= What this task involves =
Return every one of the records below verbatim, keeping each line unchanged and in its original order.
══ Records to use ══
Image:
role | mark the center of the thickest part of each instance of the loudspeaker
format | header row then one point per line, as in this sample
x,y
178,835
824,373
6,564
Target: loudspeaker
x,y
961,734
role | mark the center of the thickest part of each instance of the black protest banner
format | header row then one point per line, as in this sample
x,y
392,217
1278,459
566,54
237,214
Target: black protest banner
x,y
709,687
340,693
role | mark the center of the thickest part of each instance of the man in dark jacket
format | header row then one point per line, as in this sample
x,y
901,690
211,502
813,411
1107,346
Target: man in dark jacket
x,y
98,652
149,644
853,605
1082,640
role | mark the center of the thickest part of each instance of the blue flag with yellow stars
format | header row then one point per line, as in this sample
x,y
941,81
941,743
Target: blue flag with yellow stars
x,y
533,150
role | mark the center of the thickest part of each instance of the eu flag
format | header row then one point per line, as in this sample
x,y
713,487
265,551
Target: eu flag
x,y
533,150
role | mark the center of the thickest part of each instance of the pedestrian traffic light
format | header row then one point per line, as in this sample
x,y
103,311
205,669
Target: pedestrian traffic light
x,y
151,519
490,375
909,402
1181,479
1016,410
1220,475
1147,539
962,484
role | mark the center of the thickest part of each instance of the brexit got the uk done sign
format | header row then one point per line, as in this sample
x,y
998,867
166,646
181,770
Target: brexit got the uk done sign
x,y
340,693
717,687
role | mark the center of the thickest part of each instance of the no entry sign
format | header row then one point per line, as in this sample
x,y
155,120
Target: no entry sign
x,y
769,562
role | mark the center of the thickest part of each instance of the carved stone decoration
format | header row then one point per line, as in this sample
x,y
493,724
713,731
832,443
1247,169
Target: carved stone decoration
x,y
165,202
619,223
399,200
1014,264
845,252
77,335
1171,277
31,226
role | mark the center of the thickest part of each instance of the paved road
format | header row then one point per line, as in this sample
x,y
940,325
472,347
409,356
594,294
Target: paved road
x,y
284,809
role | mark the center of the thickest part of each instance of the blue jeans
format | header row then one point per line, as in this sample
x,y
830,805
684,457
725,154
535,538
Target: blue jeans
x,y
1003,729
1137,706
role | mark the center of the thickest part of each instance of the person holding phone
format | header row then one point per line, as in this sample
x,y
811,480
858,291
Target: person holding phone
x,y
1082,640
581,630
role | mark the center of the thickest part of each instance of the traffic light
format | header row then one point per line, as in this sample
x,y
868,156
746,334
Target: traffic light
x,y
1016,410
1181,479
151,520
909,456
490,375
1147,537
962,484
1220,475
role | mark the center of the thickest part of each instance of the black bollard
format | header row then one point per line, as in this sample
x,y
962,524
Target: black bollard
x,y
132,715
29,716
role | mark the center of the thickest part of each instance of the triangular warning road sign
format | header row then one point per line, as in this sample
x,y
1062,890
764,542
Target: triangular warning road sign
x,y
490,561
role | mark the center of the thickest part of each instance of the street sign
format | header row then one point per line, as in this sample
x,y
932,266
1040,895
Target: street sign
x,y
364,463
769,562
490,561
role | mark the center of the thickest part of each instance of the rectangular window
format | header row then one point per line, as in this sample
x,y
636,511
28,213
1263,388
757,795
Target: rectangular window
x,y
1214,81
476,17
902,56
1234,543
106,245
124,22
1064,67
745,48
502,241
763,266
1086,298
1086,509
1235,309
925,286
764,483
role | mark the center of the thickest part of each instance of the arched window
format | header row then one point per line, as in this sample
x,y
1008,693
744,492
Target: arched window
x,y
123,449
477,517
═══
= Output below =
Image:
role | mark the center of the thickest part of each instance of the loudspeaker
format | header row then one point per line, as in this sample
x,y
178,835
824,373
6,564
Target: loudspeaker
x,y
961,734
role | mark the center of the thickest part of each instance of the black protest banner
format | header row then one point per line, as in this sample
x,y
392,217
1278,459
566,54
237,214
Target: black protest banner
x,y
709,687
340,693
role | mark the center of the thickest part of each instance of the man in dark jacket
format | header row then one point per line, as in this sample
x,y
901,690
211,502
813,411
1107,346
Target: man in dark jacket
x,y
98,652
149,644
853,605
1082,640
role | mark the center of the thickest part of each instance of the blue flag with yellow stars
format | header row then one point per line, as in this sample
x,y
941,81
941,743
Target: blue flag with yellow stars
x,y
533,150
role | mark the center of the thickest part of each instance of the eu flag
format | header row then one point per line, as in this sample
x,y
713,487
265,551
Target: eu flag
x,y
533,150
role | mark the center of the thickest part of each instance of the pedestrian traffic light
format | header row then one point per line, as in this sample
x,y
103,311
205,669
Target: pedestrian traffic light
x,y
151,519
490,375
909,402
1181,479
1016,410
1220,475
1147,539
962,484
role | mark the center of the thickest part of each instance of the brexit got the uk done sign
format | header row then one point per line, as in this sample
x,y
998,867
166,646
181,770
Target: brexit got the uk done sign
x,y
340,693
717,687
role | mark the center of the thickest part of each instance of the no entry sign
format | header row then one point per line, as in this sample
x,y
155,120
Target: no entry sign
x,y
769,562
role | mark the center of the thickest part of each instance of the carved stone decoration
format | header row then one point per line, as in this sample
x,y
493,724
713,731
832,443
1247,169
Target: carved stone decoration
x,y
165,202
619,223
399,200
1014,264
845,252
77,335
1171,277
31,226
role | mark the center of the thickest part of each instance of the paved road
format | header row then one point per line, as in this sample
x,y
940,325
472,347
409,356
594,294
Target: paved road
x,y
284,809
role | mark the center of the thickest part of each instance of the blue jeans
format | header row then one point per line, as in this sample
x,y
830,805
684,457
725,154
535,538
Target: blue jeans
x,y
1003,729
1137,706
role | mark the center of the thickest part of each instance of the person holding phone
format | header row then one point per line, as in this sample
x,y
811,480
858,291
Target: person holding phone
x,y
1082,640
581,630
role | mark the center of the thickest part of each instance of the traffic light
format | header row then one point per line, as in this sample
x,y
868,156
746,334
Target: traffic light
x,y
1016,410
1181,479
151,520
909,456
490,375
1147,537
962,484
1220,475
role | mark the center of the thickest part of each instance of the black bollard
format | header row then one point per line, as in this sample
x,y
962,524
Target: black bollard
x,y
132,715
29,716
role | mark the center of the thickest part of each instance of the triangular warning road sign
format | header row then one point per line, as in this sample
x,y
1062,890
764,542
Target: triangular warning road sign
x,y
490,561
role | mark the center of the thickest part of each instance of the street sign
format | header row then one point per line, as in this sample
x,y
932,266
1040,895
Target: street sign
x,y
364,463
769,562
490,561
role | mark the center of the thickest part of each instance of the rectangular window
format | header row then one point per line, as in this sample
x,y
636,511
28,213
1263,388
757,795
Target: rectangular window
x,y
1214,81
476,17
902,56
1234,543
106,245
124,22
1064,67
745,48
502,241
763,266
1086,298
1086,509
1235,309
925,286
764,483
role | mark the center of the thickest part of each instance of the arched window
format | header row then one point per line, as in this sample
x,y
1008,693
744,492
Target: arched window
x,y
123,449
477,517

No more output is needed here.